■ Belirtilen Hedef:
Kemal Kurkut'u öldüren polisin tutuklanmamasına tepkiyi konu alan haberi, son cümlesinin ardından sürdürür müsünüz?

Kurkut’un öldüren polisin tutuklanmamasına tepki

Kurkut’un öldüren polisin tutuklanmamasına tepki
Diyarbakır'da öldürülen üniversite öğrencisinin annesi Secan Kurkut:  Bu nasıl adalet?

HABER MERKEZİ - Diyarbakır Newrozu'nda polis kurşunuyla öldürülen Kemal Kurkut’un katil zanlısı Y.Ş’nin tutuklu yargılanması talebinin reddedilmesine annesi Secan Kurkut, " Bu nasıl adalet?" diyerek tepki gösterdi.

Newroz kutlamasına katılmak için Malatya’dan geldiği Diyarbakır’da Newroz alanı girişinde, arkadan ateş edilerek öldürülen üniversite öğrencisi Kemal Kurkut’un müebbet hapisle yargılanan katil zanlısı polis memuru Y.Ş. hakkında mahkemenin "tutuklanmasına gerek yok" kararı Kurkut ailesinin tepkisine neden oldu.

Mezopotamya Ajansı’na konuşan Kurkut'un annesi Secan Kurkut, oğlunun el atmadığı odasında karara gözyaşları ile tepki gösterirken, ailenin avukatı Reyhan Yalçındağ Baydemir, polis memurunun tutuklanması taleplerinden vazgeçmeyeceklerini ifade etti.

■ Sağlanan Malzeme:
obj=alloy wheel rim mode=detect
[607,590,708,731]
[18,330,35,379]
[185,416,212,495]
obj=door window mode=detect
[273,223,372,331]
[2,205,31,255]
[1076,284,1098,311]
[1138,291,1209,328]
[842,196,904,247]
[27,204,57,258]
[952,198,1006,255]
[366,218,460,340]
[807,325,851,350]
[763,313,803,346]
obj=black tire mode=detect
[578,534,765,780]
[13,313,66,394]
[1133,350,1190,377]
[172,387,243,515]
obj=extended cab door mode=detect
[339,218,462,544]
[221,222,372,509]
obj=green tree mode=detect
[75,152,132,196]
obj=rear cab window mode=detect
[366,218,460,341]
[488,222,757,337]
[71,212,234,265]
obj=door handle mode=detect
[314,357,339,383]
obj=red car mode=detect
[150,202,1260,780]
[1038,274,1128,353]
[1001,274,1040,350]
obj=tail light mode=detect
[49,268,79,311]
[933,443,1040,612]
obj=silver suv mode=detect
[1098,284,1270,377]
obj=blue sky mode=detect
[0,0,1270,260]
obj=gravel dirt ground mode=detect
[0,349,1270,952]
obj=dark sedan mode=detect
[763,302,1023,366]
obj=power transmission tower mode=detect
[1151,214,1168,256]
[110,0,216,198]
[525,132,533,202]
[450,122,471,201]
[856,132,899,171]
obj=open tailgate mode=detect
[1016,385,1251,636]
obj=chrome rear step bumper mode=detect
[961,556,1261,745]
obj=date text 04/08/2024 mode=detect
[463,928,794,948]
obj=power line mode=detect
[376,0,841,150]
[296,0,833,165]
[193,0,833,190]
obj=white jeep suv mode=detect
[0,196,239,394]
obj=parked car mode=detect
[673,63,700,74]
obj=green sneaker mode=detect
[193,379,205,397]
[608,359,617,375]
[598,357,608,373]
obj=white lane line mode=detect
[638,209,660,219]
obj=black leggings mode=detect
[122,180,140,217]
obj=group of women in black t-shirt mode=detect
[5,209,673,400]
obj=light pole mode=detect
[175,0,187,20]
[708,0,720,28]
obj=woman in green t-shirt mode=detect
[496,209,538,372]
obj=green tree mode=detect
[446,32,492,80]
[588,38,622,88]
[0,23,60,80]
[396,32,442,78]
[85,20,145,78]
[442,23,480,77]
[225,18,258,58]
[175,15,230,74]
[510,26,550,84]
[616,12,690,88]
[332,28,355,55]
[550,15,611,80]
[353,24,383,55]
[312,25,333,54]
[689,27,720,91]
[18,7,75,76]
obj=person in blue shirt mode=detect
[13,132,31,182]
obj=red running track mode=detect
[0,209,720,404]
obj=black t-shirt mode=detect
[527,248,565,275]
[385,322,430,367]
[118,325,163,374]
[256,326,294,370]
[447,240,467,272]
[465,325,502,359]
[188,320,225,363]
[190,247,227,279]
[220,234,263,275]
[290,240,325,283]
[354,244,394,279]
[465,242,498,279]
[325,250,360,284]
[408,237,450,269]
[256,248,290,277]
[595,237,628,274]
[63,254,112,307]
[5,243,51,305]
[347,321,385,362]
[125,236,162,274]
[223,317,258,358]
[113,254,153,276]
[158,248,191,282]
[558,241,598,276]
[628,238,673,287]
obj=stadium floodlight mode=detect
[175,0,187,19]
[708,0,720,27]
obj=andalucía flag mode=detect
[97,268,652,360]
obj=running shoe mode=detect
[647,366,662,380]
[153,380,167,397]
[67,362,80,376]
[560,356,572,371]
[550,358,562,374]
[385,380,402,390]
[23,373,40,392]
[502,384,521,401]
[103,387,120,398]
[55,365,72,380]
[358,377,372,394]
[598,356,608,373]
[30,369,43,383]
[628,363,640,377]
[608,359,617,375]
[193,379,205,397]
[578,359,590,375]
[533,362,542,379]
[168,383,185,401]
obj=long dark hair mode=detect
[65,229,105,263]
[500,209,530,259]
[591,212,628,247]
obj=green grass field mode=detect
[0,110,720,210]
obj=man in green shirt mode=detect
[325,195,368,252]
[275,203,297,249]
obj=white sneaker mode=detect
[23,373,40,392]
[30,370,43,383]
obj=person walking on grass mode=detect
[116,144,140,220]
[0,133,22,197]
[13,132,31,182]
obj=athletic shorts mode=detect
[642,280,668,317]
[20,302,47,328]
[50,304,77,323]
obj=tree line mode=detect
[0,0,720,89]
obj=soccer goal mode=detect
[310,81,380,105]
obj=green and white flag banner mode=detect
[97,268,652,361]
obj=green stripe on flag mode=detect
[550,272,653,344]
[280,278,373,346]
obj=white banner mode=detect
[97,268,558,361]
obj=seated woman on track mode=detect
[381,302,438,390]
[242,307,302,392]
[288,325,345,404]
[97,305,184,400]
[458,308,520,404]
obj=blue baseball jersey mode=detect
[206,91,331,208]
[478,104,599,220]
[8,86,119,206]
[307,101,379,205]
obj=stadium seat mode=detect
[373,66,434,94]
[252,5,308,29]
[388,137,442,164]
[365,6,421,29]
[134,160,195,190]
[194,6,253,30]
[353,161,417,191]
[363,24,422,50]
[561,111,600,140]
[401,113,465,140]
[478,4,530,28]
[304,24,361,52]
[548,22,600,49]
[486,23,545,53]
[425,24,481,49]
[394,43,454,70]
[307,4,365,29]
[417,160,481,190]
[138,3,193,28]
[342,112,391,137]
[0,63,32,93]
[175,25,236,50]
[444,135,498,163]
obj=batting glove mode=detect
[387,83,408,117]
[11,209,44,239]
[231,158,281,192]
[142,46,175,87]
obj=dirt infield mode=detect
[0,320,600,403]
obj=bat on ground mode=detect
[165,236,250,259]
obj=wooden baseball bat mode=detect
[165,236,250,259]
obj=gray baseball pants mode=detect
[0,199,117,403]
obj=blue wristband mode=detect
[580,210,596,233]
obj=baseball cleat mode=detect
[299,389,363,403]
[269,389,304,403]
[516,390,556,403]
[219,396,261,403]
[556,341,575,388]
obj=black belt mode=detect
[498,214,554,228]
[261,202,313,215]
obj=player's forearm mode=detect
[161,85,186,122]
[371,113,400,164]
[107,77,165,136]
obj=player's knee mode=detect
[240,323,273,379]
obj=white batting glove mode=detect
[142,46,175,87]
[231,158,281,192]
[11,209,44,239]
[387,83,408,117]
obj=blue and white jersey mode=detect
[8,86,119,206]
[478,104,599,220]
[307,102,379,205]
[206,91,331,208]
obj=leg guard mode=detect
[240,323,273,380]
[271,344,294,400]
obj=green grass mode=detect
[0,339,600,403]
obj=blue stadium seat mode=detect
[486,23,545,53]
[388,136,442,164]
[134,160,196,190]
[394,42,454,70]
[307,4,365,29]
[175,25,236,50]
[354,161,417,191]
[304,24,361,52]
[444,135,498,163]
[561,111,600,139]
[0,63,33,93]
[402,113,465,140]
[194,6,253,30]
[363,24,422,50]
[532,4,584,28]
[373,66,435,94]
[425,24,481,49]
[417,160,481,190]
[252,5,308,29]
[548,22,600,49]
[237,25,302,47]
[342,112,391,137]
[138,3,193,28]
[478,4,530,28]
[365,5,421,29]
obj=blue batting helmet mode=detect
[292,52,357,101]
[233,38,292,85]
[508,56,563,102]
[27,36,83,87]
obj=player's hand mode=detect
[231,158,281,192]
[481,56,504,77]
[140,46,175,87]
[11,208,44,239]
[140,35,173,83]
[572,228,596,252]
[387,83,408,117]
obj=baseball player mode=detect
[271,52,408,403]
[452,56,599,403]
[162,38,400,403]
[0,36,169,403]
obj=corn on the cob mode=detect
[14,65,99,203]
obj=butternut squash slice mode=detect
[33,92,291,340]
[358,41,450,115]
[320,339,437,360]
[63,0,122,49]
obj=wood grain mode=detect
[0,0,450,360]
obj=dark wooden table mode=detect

■ Sonuç:
YAYIN YASAĞI KLASİĞİ

Kurkut’un öldürülmesinin üzerinden yaklaşık 9 ayın geçtiğine dikkat çeken Yalçındağ, bu süre zarfından ailesi ve avukatları olarak dosyanın eksiksiz yürütülmesi, soruşturma aşamasında bütün delillerin dosyaya girmesi ve delillerin karartılmaması, tanıkların tamamına ulaşılması gibi talepleri olduğunu söyledi. Olay yaşanır yaşanmaz faili asker ya da polis olan dosyalarda olduğu gibi bu dosyaya da basın yayın yasağı getirildiğini hatırlatan Yalçındağ, kısıtlama kararı verildiğinden kaynaklı uzun bir süre dosyanın içeriğinden haberdar olamadıklarını, aynı zamanda uzun bir süre kamuoyunun da gelişmeler konusunda bilgilenemediğini kaydetti.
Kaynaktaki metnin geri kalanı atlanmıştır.